GOAL:
Render the lines from the one containing "Indicate each instance of the creamy" through the one containing "column 838, row 888", both included, as a numbered list, omitting any blank lines. Leave the pictures out of your answer.

DATA EXCERPTS:
☆ ☆ ☆ ☆

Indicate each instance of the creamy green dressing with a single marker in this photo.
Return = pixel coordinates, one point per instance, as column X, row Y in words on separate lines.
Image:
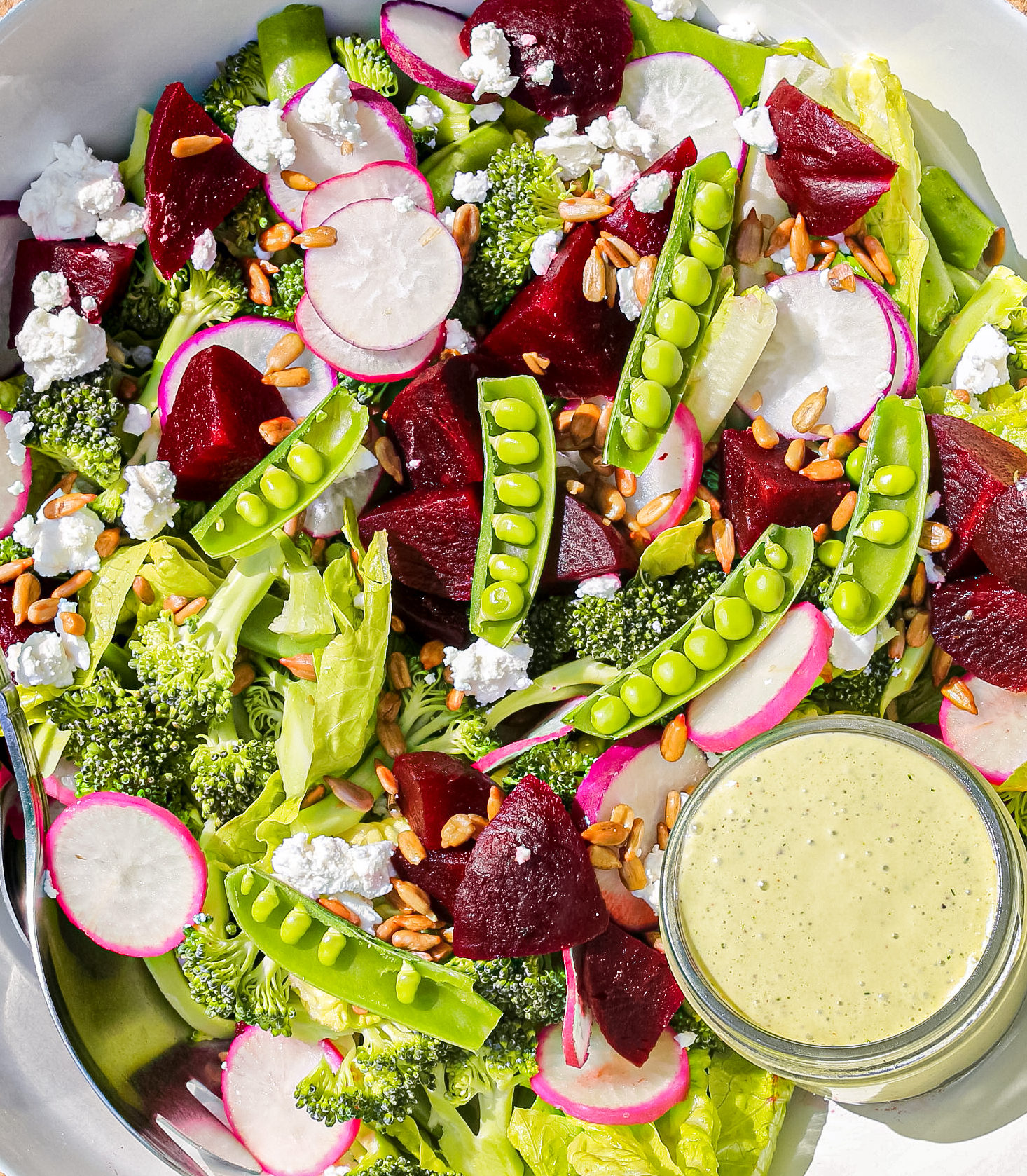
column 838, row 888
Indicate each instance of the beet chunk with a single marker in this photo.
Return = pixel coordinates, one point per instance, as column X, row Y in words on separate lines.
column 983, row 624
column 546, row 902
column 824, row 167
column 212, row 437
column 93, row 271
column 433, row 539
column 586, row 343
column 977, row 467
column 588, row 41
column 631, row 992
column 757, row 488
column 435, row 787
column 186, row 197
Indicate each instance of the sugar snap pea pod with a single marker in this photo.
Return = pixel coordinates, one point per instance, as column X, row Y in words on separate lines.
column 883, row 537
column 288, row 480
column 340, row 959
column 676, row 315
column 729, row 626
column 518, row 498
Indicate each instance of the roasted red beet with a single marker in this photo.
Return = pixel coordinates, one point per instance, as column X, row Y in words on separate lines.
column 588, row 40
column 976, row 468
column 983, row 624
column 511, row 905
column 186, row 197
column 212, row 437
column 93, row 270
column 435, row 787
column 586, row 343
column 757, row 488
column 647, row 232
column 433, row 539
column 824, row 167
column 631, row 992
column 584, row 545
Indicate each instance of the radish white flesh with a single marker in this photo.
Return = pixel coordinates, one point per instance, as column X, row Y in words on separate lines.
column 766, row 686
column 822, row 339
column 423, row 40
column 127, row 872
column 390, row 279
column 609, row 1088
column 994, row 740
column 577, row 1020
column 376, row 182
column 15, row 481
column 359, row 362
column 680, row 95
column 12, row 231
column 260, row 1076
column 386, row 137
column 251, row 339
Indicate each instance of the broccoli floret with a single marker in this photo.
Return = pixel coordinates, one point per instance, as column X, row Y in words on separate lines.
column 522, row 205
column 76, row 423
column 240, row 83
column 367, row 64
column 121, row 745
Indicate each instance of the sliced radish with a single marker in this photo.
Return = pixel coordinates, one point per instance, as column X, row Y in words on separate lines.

☆ ☆ ☆ ☆

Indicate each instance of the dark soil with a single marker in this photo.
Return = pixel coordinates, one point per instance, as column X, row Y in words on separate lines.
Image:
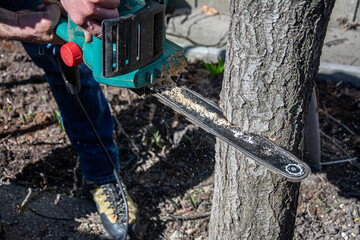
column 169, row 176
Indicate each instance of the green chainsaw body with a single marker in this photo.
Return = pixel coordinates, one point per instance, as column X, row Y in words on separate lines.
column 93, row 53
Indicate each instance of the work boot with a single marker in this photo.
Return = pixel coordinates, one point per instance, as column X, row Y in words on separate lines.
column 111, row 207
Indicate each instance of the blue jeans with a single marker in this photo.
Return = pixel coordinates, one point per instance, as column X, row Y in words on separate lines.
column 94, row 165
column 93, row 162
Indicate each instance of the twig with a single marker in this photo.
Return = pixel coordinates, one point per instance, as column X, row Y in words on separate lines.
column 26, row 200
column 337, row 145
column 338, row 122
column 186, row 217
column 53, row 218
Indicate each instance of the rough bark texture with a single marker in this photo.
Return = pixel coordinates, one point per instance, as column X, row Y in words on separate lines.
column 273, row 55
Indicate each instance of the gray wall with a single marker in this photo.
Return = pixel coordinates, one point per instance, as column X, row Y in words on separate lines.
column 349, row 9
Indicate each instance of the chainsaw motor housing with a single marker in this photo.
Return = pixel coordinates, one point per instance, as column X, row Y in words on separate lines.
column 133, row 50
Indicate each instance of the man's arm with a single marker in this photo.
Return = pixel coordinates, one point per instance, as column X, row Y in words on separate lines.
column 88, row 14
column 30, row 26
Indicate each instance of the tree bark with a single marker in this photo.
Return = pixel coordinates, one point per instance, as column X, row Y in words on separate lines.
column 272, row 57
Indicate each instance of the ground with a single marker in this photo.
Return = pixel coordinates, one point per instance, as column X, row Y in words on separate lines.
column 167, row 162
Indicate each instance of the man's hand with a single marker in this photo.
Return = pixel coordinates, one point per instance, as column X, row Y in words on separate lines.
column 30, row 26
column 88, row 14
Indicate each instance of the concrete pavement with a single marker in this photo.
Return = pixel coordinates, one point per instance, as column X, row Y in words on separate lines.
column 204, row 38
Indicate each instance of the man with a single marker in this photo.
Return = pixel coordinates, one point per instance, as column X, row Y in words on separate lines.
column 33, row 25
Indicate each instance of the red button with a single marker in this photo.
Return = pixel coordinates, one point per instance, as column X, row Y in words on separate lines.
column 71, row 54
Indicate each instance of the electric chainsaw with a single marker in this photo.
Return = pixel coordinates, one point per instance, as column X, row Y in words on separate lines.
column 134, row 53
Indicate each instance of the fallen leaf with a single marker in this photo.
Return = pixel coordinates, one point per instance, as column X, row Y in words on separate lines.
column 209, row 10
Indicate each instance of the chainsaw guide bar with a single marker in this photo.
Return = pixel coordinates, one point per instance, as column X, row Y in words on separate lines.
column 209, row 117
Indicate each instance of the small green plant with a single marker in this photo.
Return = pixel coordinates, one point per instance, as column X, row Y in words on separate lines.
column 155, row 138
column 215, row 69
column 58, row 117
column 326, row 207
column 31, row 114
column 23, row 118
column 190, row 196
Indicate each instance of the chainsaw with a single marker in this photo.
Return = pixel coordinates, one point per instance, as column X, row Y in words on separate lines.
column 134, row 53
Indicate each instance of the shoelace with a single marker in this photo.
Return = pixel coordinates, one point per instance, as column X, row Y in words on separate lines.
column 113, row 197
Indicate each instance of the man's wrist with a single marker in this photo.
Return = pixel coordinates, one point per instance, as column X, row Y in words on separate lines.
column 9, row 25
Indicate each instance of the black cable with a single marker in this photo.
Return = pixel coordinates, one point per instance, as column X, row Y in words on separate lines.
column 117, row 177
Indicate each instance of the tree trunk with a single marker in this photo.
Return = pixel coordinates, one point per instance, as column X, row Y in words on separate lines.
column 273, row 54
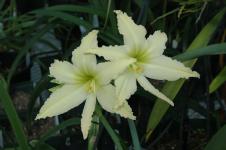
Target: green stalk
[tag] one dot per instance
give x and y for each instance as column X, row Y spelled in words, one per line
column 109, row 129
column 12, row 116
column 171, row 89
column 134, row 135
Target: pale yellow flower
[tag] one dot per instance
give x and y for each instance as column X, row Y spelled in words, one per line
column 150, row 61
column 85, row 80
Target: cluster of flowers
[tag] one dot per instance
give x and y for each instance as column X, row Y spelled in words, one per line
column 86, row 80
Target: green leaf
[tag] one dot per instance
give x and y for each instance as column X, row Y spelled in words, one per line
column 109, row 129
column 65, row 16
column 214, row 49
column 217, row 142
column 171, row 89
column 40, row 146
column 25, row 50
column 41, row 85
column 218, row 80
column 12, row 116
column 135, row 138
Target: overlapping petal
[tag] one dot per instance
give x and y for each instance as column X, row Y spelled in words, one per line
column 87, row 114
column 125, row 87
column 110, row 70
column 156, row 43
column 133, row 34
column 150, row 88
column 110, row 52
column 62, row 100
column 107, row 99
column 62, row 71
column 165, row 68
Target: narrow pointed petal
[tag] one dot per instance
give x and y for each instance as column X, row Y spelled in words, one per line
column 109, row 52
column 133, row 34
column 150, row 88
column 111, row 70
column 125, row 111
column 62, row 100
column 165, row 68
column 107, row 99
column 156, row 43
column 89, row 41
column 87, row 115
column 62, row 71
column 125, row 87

☆ ☆ ☆ ☆

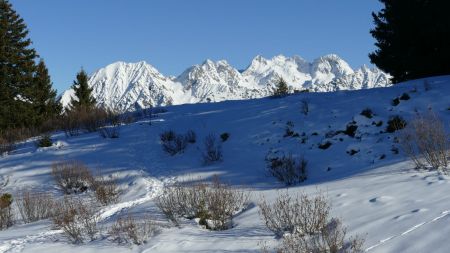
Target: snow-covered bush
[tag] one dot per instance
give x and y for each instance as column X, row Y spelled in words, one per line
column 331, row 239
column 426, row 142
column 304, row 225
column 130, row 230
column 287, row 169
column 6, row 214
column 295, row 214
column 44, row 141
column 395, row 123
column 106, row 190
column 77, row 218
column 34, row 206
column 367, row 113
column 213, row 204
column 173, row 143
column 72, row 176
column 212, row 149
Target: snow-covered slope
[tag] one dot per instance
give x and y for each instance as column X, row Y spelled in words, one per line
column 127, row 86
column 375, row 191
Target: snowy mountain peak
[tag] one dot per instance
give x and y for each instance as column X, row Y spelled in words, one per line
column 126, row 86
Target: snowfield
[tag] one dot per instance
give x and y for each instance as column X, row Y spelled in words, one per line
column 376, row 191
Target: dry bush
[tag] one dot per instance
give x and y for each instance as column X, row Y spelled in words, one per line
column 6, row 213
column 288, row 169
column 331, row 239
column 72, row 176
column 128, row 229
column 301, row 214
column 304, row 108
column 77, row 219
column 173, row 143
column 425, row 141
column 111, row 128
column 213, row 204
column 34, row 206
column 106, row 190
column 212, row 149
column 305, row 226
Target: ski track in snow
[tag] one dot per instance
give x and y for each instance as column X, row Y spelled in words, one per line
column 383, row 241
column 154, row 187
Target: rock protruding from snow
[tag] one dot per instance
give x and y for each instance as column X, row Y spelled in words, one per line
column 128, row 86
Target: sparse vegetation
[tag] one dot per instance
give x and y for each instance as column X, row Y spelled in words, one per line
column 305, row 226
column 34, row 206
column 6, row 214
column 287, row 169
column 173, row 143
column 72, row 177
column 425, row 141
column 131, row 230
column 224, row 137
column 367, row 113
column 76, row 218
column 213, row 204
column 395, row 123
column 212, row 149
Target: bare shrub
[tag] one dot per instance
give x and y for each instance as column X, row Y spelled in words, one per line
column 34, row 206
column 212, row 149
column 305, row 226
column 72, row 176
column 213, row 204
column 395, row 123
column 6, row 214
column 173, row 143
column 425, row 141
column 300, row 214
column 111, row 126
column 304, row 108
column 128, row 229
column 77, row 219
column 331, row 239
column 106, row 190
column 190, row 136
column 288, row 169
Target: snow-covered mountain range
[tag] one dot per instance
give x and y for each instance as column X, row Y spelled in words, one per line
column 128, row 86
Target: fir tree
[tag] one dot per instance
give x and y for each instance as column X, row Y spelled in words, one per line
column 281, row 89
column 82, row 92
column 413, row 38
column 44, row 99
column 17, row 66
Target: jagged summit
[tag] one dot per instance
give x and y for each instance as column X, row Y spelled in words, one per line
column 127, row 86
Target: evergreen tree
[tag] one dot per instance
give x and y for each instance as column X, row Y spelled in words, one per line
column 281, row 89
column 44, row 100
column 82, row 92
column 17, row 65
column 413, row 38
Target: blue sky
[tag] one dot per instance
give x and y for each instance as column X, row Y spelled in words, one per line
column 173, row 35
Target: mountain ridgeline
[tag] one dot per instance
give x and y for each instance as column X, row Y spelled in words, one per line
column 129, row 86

☆ ☆ ☆ ☆

TASK RESPONSE:
1. Indicate each instance of the creamy green dressing with a single marker in this photo.
2. Return = pixel coordinates, one point per instance, as column X, row Y in words on separate lines.
3. Image:
4. column 838, row 888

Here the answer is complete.